▸ Task
Please return all of the records that follow, exactly as written.

Extracted data entries
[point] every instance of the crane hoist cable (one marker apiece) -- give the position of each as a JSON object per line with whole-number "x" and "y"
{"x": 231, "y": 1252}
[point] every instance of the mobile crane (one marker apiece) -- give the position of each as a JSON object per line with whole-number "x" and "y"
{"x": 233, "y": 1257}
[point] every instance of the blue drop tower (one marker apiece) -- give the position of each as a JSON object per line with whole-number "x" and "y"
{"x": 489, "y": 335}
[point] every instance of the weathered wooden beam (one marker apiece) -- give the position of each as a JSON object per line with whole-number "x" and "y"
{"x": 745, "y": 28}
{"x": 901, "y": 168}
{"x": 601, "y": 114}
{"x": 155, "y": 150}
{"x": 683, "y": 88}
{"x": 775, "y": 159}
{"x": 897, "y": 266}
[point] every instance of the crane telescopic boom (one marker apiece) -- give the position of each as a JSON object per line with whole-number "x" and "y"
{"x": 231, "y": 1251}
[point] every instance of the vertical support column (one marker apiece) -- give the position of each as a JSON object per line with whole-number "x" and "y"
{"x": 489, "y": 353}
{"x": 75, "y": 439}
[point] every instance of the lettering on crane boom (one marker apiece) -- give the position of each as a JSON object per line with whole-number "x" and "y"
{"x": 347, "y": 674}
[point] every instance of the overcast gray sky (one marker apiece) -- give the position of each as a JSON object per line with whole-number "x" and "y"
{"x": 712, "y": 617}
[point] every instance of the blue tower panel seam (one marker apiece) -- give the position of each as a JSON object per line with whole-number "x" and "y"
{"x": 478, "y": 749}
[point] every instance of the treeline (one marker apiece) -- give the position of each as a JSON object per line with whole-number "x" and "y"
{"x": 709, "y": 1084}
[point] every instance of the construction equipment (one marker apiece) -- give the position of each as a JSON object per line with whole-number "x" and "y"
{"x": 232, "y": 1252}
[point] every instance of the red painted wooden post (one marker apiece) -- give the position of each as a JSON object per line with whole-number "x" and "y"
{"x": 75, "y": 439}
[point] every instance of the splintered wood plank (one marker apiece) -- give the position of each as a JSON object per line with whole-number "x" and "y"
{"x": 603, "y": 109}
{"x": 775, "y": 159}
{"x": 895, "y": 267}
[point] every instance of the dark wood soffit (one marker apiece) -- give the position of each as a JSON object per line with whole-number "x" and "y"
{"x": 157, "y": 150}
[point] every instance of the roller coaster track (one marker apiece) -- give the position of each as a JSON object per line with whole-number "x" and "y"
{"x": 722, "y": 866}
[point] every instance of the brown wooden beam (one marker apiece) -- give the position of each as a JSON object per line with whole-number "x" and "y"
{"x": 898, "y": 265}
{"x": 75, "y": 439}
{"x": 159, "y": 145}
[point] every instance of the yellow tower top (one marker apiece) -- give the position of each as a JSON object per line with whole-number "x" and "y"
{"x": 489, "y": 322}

▸ Output below
[point] every instance of the crane hoist cable (one marker apiece) -- give the position of each as a JSON object per line with whole-number "x" and "y"
{"x": 231, "y": 1252}
[point] every instance of the mobile crane (one marker apiece) -- give the position of each as a JSON object per line with whole-number "x" and "y"
{"x": 233, "y": 1257}
[point] every instance of the blue drop tower (one marker apiece) -- give the position of each as a JSON object per line with whole-number "x" and "y"
{"x": 489, "y": 335}
[point] every instance of the weathered wooden beam (one marker apiece) -- give the position of each as a JSON object per line with whole-number "x" and "y"
{"x": 745, "y": 28}
{"x": 901, "y": 168}
{"x": 601, "y": 114}
{"x": 155, "y": 150}
{"x": 683, "y": 88}
{"x": 775, "y": 159}
{"x": 897, "y": 266}
[point] every instance of the crane telescopic boom (one marker apiece) -- give the position of each as a JSON object per line with whole-number "x" and "y"
{"x": 231, "y": 1251}
[point] every instance of the vertical support column (one marker apiece) -- give the position of each as a JSON object per line with whole-number "x" and "y"
{"x": 489, "y": 353}
{"x": 75, "y": 439}
[point] every instance of the lettering on crane boom (one marker apiece) -- give the position of each as a JSON object per line with whole-number "x" and "y"
{"x": 347, "y": 674}
[point] every instance of the overcast gray sky (one marker apiece) -- give the position of each as a JSON object per line with whole-number "x" and "y"
{"x": 712, "y": 617}
[point] every instance of the blue tower panel seam (one marker apiece) -- give the position of each as a JSON object per line with whole-number "x" and "y"
{"x": 478, "y": 749}
[point] every instance of the treeline (one marker apiece) -- give the position of each as a JSON object per line with whole-number "x" and "y"
{"x": 709, "y": 1084}
[point] every instance of the construction equipment (one marker apiece) -- give the position of each as a JSON object per line with whole-number "x" and "y"
{"x": 232, "y": 1252}
[point] every instance of the red painted wooden post (one marker apiece) -- give the position of each as a JSON object per line with whole-number "x" and "y"
{"x": 75, "y": 439}
[point] every instance of the splintered wood plank (one marker apiece) -- give the position of each as a JSON object per line with whole-number "x" and "y"
{"x": 603, "y": 109}
{"x": 775, "y": 159}
{"x": 895, "y": 267}
[point] every instance of the dark wood soffit (one marker apiece) -- give the position of each as a JSON object per line with whole-number "x" and "y"
{"x": 157, "y": 150}
[point] every instance of the roller coaster track (one marker apiece) -- give the position of each as a JSON object per line with whole-number "x" and "y"
{"x": 722, "y": 866}
[point] every instance of the brown wooden beam (one marker apiece) -- give the position of each as a JSON object per line with whole-number "x" and "y"
{"x": 898, "y": 265}
{"x": 75, "y": 439}
{"x": 159, "y": 145}
[point] every instance of the yellow tower top (one marker apiece) -- give the position of each as a JSON object per line with whole-number "x" and "y"
{"x": 489, "y": 322}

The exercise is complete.